● **The task**: Without the pictures, copy the entries below word for word.

● **Point localization data**:
════
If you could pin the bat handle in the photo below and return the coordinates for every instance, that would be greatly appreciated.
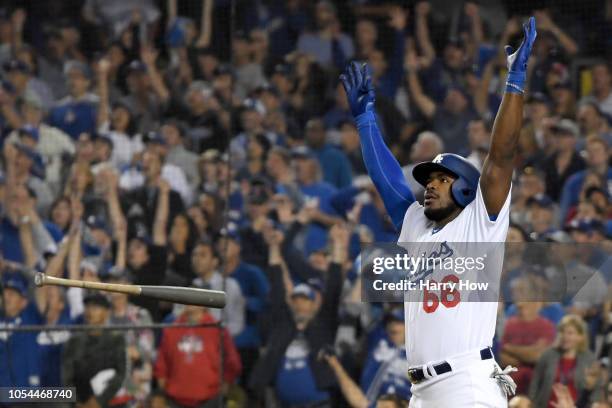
(39, 279)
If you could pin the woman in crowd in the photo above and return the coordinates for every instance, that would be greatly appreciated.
(568, 362)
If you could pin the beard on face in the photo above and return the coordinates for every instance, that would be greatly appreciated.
(438, 214)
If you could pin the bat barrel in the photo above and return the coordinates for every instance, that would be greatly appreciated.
(188, 296)
(175, 294)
════
● **Result of the exercise**:
If you could pin the bat handle in the photo below and return the coordinates for every instance, that would be greatly appreciated.
(39, 279)
If you could pin the woman in crowd in the photo above and return the coordinates for every instance, that would be greatly appreciated.
(568, 362)
If you could pin the beard on face in the photo above and return the coordinates for every instance, that would be greatly appreciated.
(438, 214)
If you could pin the bat barrel in the photo above and return the coordinates for every instance, that would be greatly appreciated.
(188, 296)
(175, 294)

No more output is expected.